What the task requires
Copy out the Carve Magazine issue 188 page below in full, word for word.

-- Start Text section --

Carve Surfing Magazine

Carve Magazine Issue 188

Jun 26, 2018

New issue is in stores this week and available on the app now for you iPad folk. For next time how about letting the postie take the strain and subscribe?!

A ROAD LESS TRAVELLED.

It’s easy to get jaded with surfing, with life, with anything. The constant pile-on pressure of the modern world doesn’t give you a second to breathe. No time to really smell that expensive coffee you’re too busy Instagramming. Our sanctuary is the ocean. Our happy place. Hell, it IS The Good Place.
Being in the brine is the closest a lot of us get to spirituality. A communion with nature that washes off the stresses of the day. Our beatific worship in Neptune’s salty dominion.
Unless it’s busy.
At which point you daydream unpleasant thoughts. Stare daggers at greedy SUP riders. Mentally flip off the ‘oh, sorry I seem to keep catching all these waves just that bit further out than you’ longboarders. Making do with just plain loathing for other shortboarders. As for the folks who you aren’t sure are retro fashionistas who ‘are all about the glide’, or just beginners on kook barges, them you just dodge.

-- End Text section --
-- Start Information supplied --

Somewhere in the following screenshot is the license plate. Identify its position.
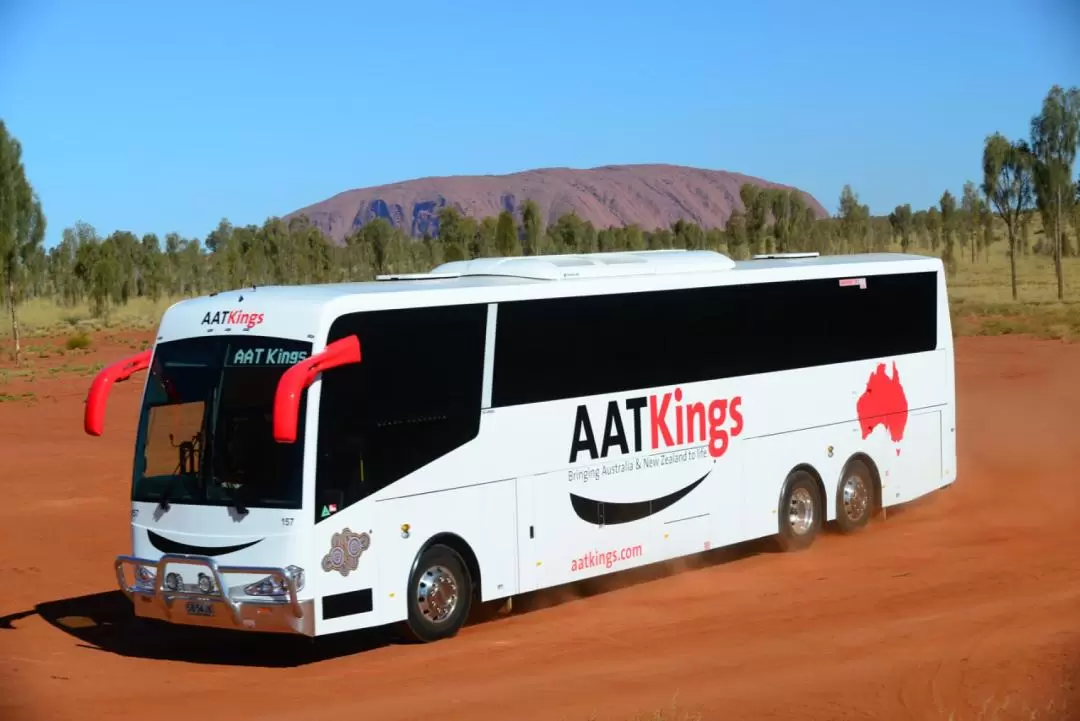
[187,601,214,616]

-- End Information supplied --

Solution to the exercise
Carve Surfing Magazine

Carve Magazine Issue 188

Jun 26, 2018

New issue is in stores this week and available on the app now for you iPad folk. For next time how about letting the postie take the strain and subscribe?!

A ROAD LESS TRAVELLED.

It’s easy to get jaded with surfing, with life, with anything. The constant pile-on pressure of the modern world doesn’t give you a second to breathe. No time to really smell that expensive coffee you’re too busy Instagramming. Our sanctuary is the ocean. Our happy place. Hell, it IS The Good Place.
Being in the brine is the closest a lot of us get to spirituality. A communion with nature that washes off the stresses of the day. Our beatific worship in Neptune’s salty dominion.
Unless it’s busy.
At which point you daydream unpleasant thoughts. Stare daggers at greedy SUP riders. Mentally flip off the ‘oh, sorry I seem to keep catching all these waves just that bit further out than you’ longboarders. Making do with just plain loathing for other shortboarders. As for the folks who you aren’t sure are retro fashionistas who ‘are all about the glide’, or just beginners on kook barges, them you just dodge.